• CONJUNTO DE TAREFAS:
**A.** Reproduza fielmente a parte do texto sobre a estátua de Sapri que começa em "O curioso é" e vai até "Mercantini em 1857.".
**B.** Dê continuidade ao texto sobre a estátua de Sapri, partindo do ponto em que ele termina.

• TRECHO DO DOCUMENTO:
_ _ _ _
O curioso é que a censura sempre foi repudiada como algo associado a ditaduras, particularmente ditaduras de direita. Mas, ultimamente, a censura vem sendo reabilitada e claramente defendida pelo campo dito progressista como uma arma de defesa da democracia. Luciano Trigo para a Gazeta do Povo:
Uma
controvérsia interessante está em curso. Começou em uma pequena cidade
na Itália, mas já tem repercussão internacional. No último domingo, foi
inaugurada em Sapri, com a presença de políticos locais e nacionais, a
estátua "La Spigolatrice di Sapri" (“A respigadora de Sapri”). Trata-se
de uma escultura do artista Emanuele Stifano que retrata, com um vestido
transparente e um braço cobrindo os seios, a personagem de um famoso
poema escrito por Luigi Mercantini em 1857.
As
reações foram imediatas. Uma deputada declarou que a estátua “é uma
ofensa às mulheres”: “Como as instituições podem aceitar a representação
das mulheres como um corpo sexualizado?”, perguntou. Um grupo feminista
foi além, exigindo a imediata destruição da escultura de bronze. O
argumento: “Mais uma vez, temos que sofrer a humilhação de nos ver
representadas sob a forma de um corpo sexualizado, sem alma e sem
qualquer conexão com as questões sociais e políticas da História." O
episódio é revelador de diferentes aspectos do nosso confuso Zeitgeist,
do estranho espírito do nosso tempo, do sufocante clima de guerra
cultural que estamos atravessando. Abordarei a seguir, de forma
aleatória e assistemática, alguns aspectos reveladores dessa polêmica,
todos eles entrelaçados – sempre partindo da premissa de que o debate é
legítimo.
_ _ _ _
• INFORMAÇÕES FORNECIDAS:
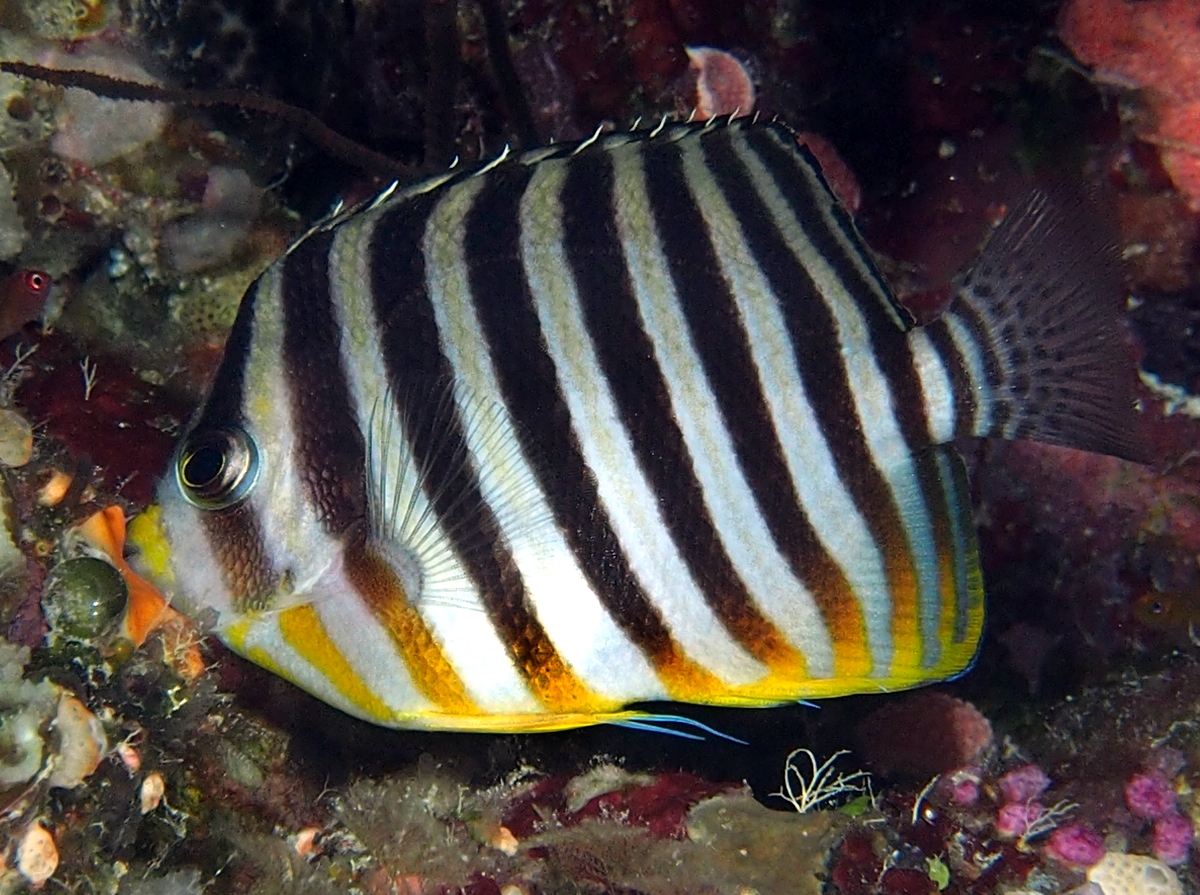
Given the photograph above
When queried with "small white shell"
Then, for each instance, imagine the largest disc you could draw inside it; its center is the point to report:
_ _ _ _
• RESULTADOS EM ORDEM:
**A.**
O curioso é que a censura sempre foi repudiada como algo associado a ditaduras, particularmente ditaduras de direita. Mas, ultimamente, a censura vem sendo reabilitada e claramente defendida pelo campo dito progressista como uma arma de defesa da democracia. Luciano Trigo para a Gazeta do Povo:
Uma
controvérsia interessante está em curso. Começou em uma pequena cidade
na Itália, mas já tem repercussão internacional. No último domingo, foi
inaugurada em Sapri, com a presença de políticos locais e nacionais, a
estátua "La Spigolatrice di Sapri" (“A respigadora de Sapri”). Trata-se
de uma escultura do artista Emanuele Stifano que retrata, com um vestido
transparente e um braço cobrindo os seios, a personagem de um famoso
poema escrito por Luigi Mercantini em 1857.

**B.**
Censura
Evidentemente,
a mobilização em curso contra a estátua subentende uma legitimação da
censura. A premissa é: se eu julgo que uma obra de arte ofende a mim ou
ao grupo a que pertenço, tenho o direito de exigir que ela seja
censurada e destruída. Em outras palavras: há situações em que a censura
é não somente aceitável, como também recomendável.
O
curioso é que a censura sempre foi repudiada como algo associado a
ditaduras, particularmente ditaduras de direita (ainda que, hoje, sejam
as ditaduras de esquerda as que mais censuram). Mas, ultimamente, a
censura vem sendo reabilitada e claramente defendida pelo campo dito
progressista como uma arma de defesa da democracia.
Muita
gente que se acha “do bem” sente um prazer quase sexual quando qualquer
manifestação (artística ou não) contrária às suas convicções é
censurada, inconsciente (ou não) de que a censura representa uma ameaça à
sua própria liberdade.
Moralismo
O
que foi dito acima remete ao fenômeno mais amplo que é a ascensão do
moralismo de esquerda. Outra estranha inversão acontece aqui: atitudes
moralistas eram invariavelmente associadas à direita e costumavam ser
interpretadas como estúpidas e reacionárias. Mas, hoje, o moralismo –
quando convém – é abraçado com entusiasmo pelo campo progressista.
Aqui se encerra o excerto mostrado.